---- GIVEN TEXT

Google Could Change the Web For the Better

Forum Moderators: open

Message Too Old, No Replies

Google Could Change the Web For the Better

If they could be bothered

ukgimp

8:06 am on Apr 30, 2004 (gmt 0)

No another one of my, “I don’t start Google threads” but a thought occurred to me this morning.

We all know the resources that Google have at their disposal and the resources soon to be coming their way. Well why don’t they make the web a standards compliant place with strong steps towards accessibility.

Here is how I see it, get their own house in order (valid code, at least some level of accessibility) and then start to reward webmasters with valid and accessible websites. The vast majority would do it in a flash. Of course people would moan, so what, they moan when there is an update, they moan when their site is not #1, it would just be a little extra moaning :).

Come on Google make the web a nice place to play. The same goes for your people over at Yahoo and you lot at MSN.

Cheers

IITian

9:09 pm on May 1, 2004 (gmt 0)

>> In its serps Google can add a small W3C image below each compliant page
>I wonder how much that would cost Google in extra bandwidth on an annual basis - a million dollars? 2 million?

200 million queries a day. Worst case scenario: W3C is 5K (in practice about 200 bytes for small image, 5-6 bytes if text) => 1000 GB every day.

For $8/month accounts one can get about 50GB bandwidths (on top of 2GB storage and other facilities.) => 20 * 8 = $160 /day. (Since G won't be using storage ... more likely if negotiated it will be about $20 per day.) => 366 * 160 < $60,000 a year.

In practice, about $1000 a year? ;)

g1smd

9:22 pm on May 1, 2004 (gmt 0)

Well, let me throw this into the mix:

The ODP has recently started listing external RSS feeds (and Atom too) in some categories. The RSS feed MUST be valid code, or it gets rejected by the editing tools.

The whole of the ODP should now also be 100% valid HTML 4.01 Transitional, and the whole lot is now using UTF-8 encoding throughout the 4 million site data URLs, titles, and descriptions (caveat: there are some known encoding errors in a few category descriptions and @links, and those are already being worked on).

PatrickDeese

9:37 pm on May 1, 2004 (gmt 0)

> In practice, about $1000 a year? ;)

Not arguing with your math, but are you multiplying that by 10 listings per page, plus, say a "greyed out" one if the site is not compliant.

Then there is the issue of increased server load per query, etc. and as someone else pointed out, the increased cost to google of running every page through a validator.

If it only took 1/100th of a second to run each page through a validator, that (according to my calc.exe) would take about 1.4 years to validate every page G claims to have in the index.

And this is supposed to cost $1000 per year?

--------

* [EXERCISES TO COMPLETE]:
1) Change "validator" to "checker" in the stretch of the forum thread from "9:37 pm on May" through "in the index.", and write out that stretch.
2) According to the forum thread, what character encoding does the ODP now use throughout its site data URLs, titles, and descriptions?
The listing after this point is separate material, unrelated to the forum thread.

---- SUPPLIED ENTRIES

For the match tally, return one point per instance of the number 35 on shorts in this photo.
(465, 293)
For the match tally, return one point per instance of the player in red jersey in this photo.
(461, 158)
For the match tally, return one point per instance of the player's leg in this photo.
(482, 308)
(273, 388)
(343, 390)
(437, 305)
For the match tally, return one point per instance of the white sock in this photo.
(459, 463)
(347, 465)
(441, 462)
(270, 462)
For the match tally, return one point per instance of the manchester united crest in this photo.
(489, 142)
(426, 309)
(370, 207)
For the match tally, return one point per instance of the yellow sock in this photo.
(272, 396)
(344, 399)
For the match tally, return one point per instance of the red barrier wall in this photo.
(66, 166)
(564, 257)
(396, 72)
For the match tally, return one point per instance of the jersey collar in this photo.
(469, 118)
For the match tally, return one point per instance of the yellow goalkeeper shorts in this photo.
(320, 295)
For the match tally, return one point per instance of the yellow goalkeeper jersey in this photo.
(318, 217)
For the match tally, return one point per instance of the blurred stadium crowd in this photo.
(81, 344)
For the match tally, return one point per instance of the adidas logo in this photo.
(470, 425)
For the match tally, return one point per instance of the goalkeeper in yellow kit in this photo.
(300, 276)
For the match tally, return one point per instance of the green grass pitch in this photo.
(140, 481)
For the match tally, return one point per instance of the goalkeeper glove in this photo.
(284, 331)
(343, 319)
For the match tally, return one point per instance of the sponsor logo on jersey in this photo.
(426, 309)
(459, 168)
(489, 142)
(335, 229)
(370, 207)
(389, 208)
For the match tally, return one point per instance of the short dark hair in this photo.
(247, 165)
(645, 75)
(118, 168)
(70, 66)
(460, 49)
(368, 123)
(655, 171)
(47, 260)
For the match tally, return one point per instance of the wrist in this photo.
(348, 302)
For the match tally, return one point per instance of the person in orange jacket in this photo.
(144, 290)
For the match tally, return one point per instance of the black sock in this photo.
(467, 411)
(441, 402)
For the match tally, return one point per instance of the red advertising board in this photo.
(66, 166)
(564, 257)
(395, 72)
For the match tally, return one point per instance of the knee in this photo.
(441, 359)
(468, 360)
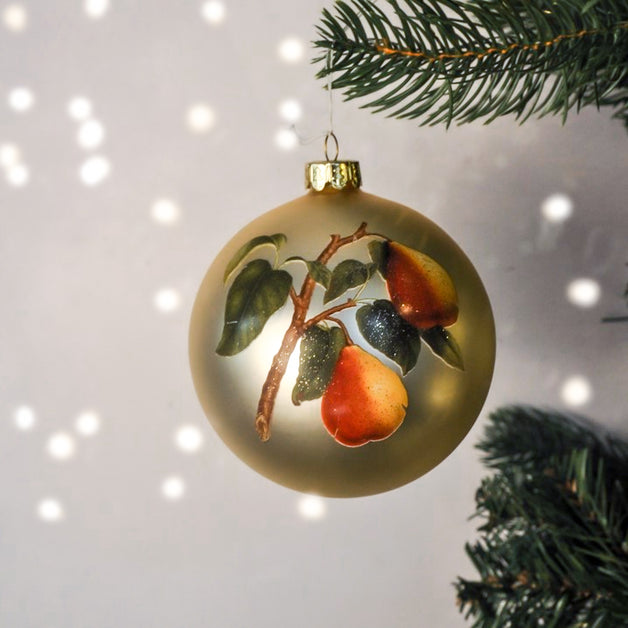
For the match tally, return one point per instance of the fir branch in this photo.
(445, 60)
(554, 544)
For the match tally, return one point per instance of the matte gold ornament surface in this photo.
(272, 258)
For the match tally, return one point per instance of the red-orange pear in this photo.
(364, 401)
(420, 288)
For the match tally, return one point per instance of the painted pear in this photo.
(420, 288)
(364, 401)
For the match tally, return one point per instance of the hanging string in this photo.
(330, 131)
(329, 134)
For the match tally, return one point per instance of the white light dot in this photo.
(557, 207)
(96, 8)
(165, 211)
(18, 175)
(312, 507)
(24, 418)
(576, 391)
(61, 446)
(584, 292)
(286, 139)
(91, 134)
(200, 118)
(291, 50)
(189, 438)
(15, 17)
(213, 11)
(50, 510)
(79, 108)
(290, 110)
(173, 487)
(167, 300)
(87, 423)
(9, 155)
(21, 99)
(95, 170)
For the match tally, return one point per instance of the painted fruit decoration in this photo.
(362, 399)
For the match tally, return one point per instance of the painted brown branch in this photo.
(297, 328)
(327, 314)
(294, 296)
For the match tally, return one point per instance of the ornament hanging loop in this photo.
(331, 135)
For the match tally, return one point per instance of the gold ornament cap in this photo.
(338, 175)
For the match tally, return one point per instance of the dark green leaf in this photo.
(348, 274)
(444, 345)
(255, 295)
(385, 330)
(318, 271)
(319, 352)
(379, 254)
(276, 240)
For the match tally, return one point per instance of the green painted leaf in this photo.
(255, 295)
(348, 274)
(444, 345)
(276, 240)
(318, 271)
(379, 254)
(318, 356)
(385, 330)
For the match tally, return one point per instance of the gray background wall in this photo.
(118, 504)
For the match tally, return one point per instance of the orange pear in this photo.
(420, 288)
(364, 401)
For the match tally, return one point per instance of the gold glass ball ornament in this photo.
(341, 344)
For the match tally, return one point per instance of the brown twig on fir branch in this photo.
(297, 328)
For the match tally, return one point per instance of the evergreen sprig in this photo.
(455, 60)
(554, 544)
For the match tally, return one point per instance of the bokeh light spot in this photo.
(167, 300)
(165, 211)
(87, 423)
(95, 170)
(557, 208)
(79, 108)
(50, 510)
(584, 292)
(173, 488)
(91, 134)
(291, 50)
(290, 110)
(96, 8)
(24, 418)
(286, 139)
(15, 18)
(61, 446)
(213, 11)
(9, 155)
(200, 118)
(21, 99)
(576, 391)
(312, 507)
(189, 438)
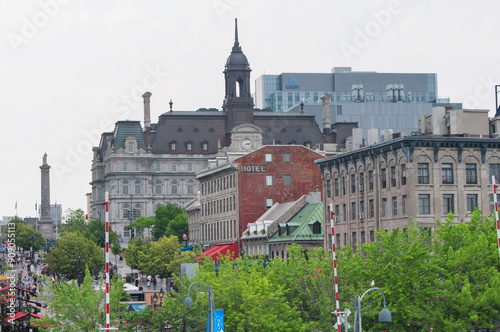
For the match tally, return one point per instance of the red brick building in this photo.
(237, 193)
(274, 174)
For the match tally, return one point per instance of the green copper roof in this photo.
(124, 129)
(300, 226)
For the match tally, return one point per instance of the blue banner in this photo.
(218, 320)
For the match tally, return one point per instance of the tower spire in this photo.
(236, 42)
(236, 46)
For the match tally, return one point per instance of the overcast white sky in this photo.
(71, 68)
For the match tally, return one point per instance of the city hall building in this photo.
(144, 165)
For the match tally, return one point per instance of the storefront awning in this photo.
(223, 248)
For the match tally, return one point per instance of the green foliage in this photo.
(170, 314)
(26, 237)
(164, 214)
(131, 254)
(468, 295)
(253, 300)
(74, 221)
(63, 258)
(93, 230)
(178, 226)
(82, 308)
(164, 258)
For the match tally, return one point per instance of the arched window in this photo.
(174, 187)
(137, 187)
(126, 211)
(137, 211)
(190, 188)
(125, 187)
(158, 185)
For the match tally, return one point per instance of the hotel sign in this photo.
(253, 168)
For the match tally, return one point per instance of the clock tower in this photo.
(238, 102)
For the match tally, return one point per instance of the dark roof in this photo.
(210, 127)
(288, 128)
(300, 225)
(123, 129)
(189, 127)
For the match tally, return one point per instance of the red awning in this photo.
(17, 316)
(37, 316)
(223, 248)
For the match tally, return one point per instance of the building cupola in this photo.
(238, 101)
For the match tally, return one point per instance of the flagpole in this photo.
(106, 238)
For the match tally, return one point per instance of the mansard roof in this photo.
(288, 128)
(210, 127)
(195, 127)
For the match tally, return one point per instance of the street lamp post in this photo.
(162, 294)
(189, 301)
(383, 317)
(79, 260)
(154, 299)
(32, 239)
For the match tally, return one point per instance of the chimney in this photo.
(326, 111)
(147, 111)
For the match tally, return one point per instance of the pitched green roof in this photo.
(300, 226)
(124, 129)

--------

* [THE REPLIES]:
1)
9:37 pm on May 1, 2004 (gmt 0)

> In practice, about $1000 a year? ;)

Not arguing with your math, but are you multiplying that by 10 listings per page, plus, say a "greyed out" one if the site is not compliant.

Then there is the issue of increased server load per query, etc. and as someone else pointed out, the increased cost to google of running every page through a checker.

If it only took 1/100th of a second to run each page through a checker, that (according to my calc.exe) would take about 1.4 years to validate every page G claims to have in the index.

2) UTF-8